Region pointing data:
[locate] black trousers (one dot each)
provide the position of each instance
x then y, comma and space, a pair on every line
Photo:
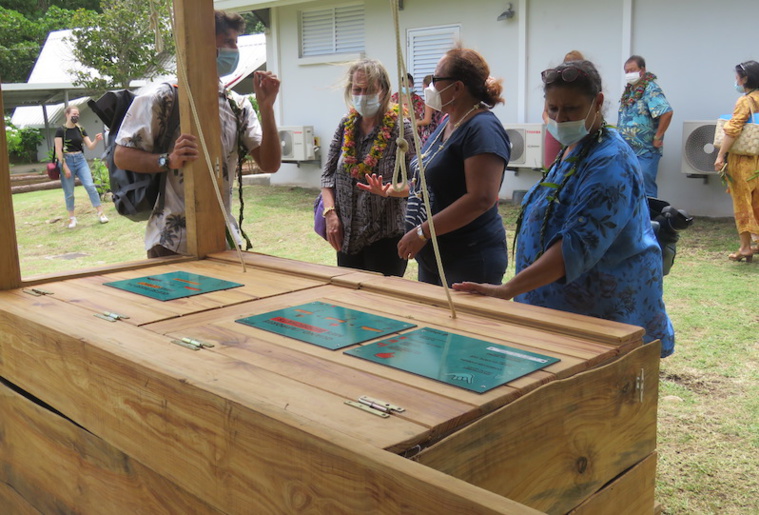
381, 256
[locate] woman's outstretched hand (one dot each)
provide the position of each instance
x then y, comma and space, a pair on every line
375, 184
491, 290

EXERCISE AIM
Type the records out again in full, exactly, with each picture omitted.

TASK ANSWER
[locate] black trousers (one dot each)
provide the position of each instance
x then y, comma and space, a pair on every line
Photo:
381, 256
[locate] woman's outstretched hand (one dot each)
provide the position of each instance
x then y, comma and space, a pair on every line
375, 184
491, 290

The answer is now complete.